▶ **Given problem**:
Can you give the lines from the start through the line containing "152L205 146L209 146L209", both ends included, as a two-column CSV with the columns request and mask? Each request goes on its own row, with its text and its answer each in a single quoted field, line breaks turned into spaces, and the pictures left out.

§ §

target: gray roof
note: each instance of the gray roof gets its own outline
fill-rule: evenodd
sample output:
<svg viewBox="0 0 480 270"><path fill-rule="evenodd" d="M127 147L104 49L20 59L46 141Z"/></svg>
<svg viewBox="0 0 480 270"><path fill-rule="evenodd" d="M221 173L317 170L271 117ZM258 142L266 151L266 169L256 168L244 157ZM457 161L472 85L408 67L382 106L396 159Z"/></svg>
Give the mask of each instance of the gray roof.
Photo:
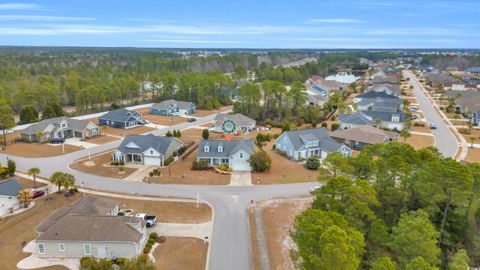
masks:
<svg viewBox="0 0 480 270"><path fill-rule="evenodd" d="M127 122L131 118L140 119L141 115L139 112L130 111L122 108L109 111L108 113L100 116L99 118L114 122Z"/></svg>
<svg viewBox="0 0 480 270"><path fill-rule="evenodd" d="M205 152L205 146L209 146L209 151ZM218 146L223 147L222 152L218 152ZM208 157L230 157L237 153L238 151L243 150L248 154L253 154L254 145L252 140L201 140L200 145L198 146L197 157L199 158L208 158Z"/></svg>
<svg viewBox="0 0 480 270"><path fill-rule="evenodd" d="M127 135L125 139L123 139L122 143L118 146L117 150L122 153L140 154L145 152L145 150L147 150L148 148L152 147L160 154L166 155L168 148L174 141L178 142L180 145L183 144L180 140L173 137L155 136L153 134L148 134L148 135L130 134L130 135ZM138 148L127 147L127 145L131 142L136 144Z"/></svg>
<svg viewBox="0 0 480 270"><path fill-rule="evenodd" d="M73 131L84 131L85 128L87 128L87 125L91 123L90 121L77 120L65 116L60 116L45 119L38 123L31 124L29 127L22 130L22 134L35 135L39 132L43 132L49 125L58 125L62 120L66 120L68 123L68 128L72 129Z"/></svg>
<svg viewBox="0 0 480 270"><path fill-rule="evenodd" d="M160 103L155 103L152 105L152 109L157 110L167 110L170 106L177 106L179 109L188 109L190 106L195 106L192 102L188 101L178 101L174 99L164 100Z"/></svg>
<svg viewBox="0 0 480 270"><path fill-rule="evenodd" d="M72 205L57 209L46 218L37 231L40 241L139 241L144 227L140 218L107 216L118 202L86 196Z"/></svg>
<svg viewBox="0 0 480 270"><path fill-rule="evenodd" d="M256 123L255 120L253 120L252 118L247 117L240 113L236 113L236 114L218 113L214 119L215 125L221 125L225 119L230 119L235 121L235 123L237 123L238 126L250 126Z"/></svg>
<svg viewBox="0 0 480 270"><path fill-rule="evenodd" d="M0 181L0 196L16 197L21 190L23 190L23 186L16 178Z"/></svg>
<svg viewBox="0 0 480 270"><path fill-rule="evenodd" d="M304 146L303 139L307 140L318 140L320 149L325 152L334 152L342 147L342 144L335 142L330 135L328 135L325 128L310 128L310 129L299 129L284 132L284 135L287 136L290 142L293 145L295 150L299 150ZM314 147L317 148L317 147Z"/></svg>

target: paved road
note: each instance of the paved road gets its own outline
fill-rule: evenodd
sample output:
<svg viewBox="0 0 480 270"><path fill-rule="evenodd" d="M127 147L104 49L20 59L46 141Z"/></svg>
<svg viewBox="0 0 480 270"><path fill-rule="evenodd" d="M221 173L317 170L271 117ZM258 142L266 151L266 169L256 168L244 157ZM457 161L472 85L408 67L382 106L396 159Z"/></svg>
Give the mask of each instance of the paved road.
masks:
<svg viewBox="0 0 480 270"><path fill-rule="evenodd" d="M417 81L412 71L404 71L404 76L406 78L410 78L408 82L413 86L413 94L417 98L417 103L420 105L420 108L427 121L437 125L437 129L432 130L433 135L435 135L435 147L437 147L445 157L455 156L458 148L458 142L452 131L447 127L447 124L443 121L438 111L434 108L434 105L430 99L422 91L420 83Z"/></svg>
<svg viewBox="0 0 480 270"><path fill-rule="evenodd" d="M212 120L215 115L200 118L197 124ZM171 129L183 129L192 123L181 123L157 130L160 135ZM209 203L214 210L213 236L209 256L209 269L212 270L245 270L251 269L250 239L248 233L247 209L250 200L259 201L266 198L288 197L308 194L310 187L316 183L265 186L206 186L206 185L159 185L122 181L107 177L86 174L72 170L68 164L74 160L100 153L119 145L112 142L88 150L82 150L51 158L10 157L17 163L17 168L27 171L31 167L39 167L42 175L49 176L55 171L67 171L75 176L77 184L84 182L84 187L133 195L158 197L180 197L200 199ZM0 163L5 164L8 156L0 154Z"/></svg>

§ §

▶ **Complete answer**:
request,mask
"target: gray roof note: each instance of the gray roof gets its own outline fill-rule: evenodd sample output: <svg viewBox=""0 0 480 270""><path fill-rule=""evenodd"" d=""M127 147L104 49L20 59L46 141Z""/></svg> <svg viewBox=""0 0 480 270""><path fill-rule=""evenodd"" d=""M221 173L317 170L271 117ZM258 142L266 151L266 169L256 168L244 157ZM457 161L472 85L408 67L382 106L396 159Z""/></svg> Give the mask of each instance of the gray roof. Photo: masks:","<svg viewBox=""0 0 480 270""><path fill-rule=""evenodd"" d=""M127 122L131 118L140 119L141 115L139 112L130 111L122 108L109 111L108 113L100 116L99 118L114 122Z""/></svg> <svg viewBox=""0 0 480 270""><path fill-rule=""evenodd"" d=""M205 152L205 146L209 146L209 151ZM218 146L223 147L222 152L218 152ZM208 157L230 157L237 153L238 151L243 150L248 154L253 154L254 145L252 140L201 140L200 145L198 146L197 157L199 158L208 158Z""/></svg>"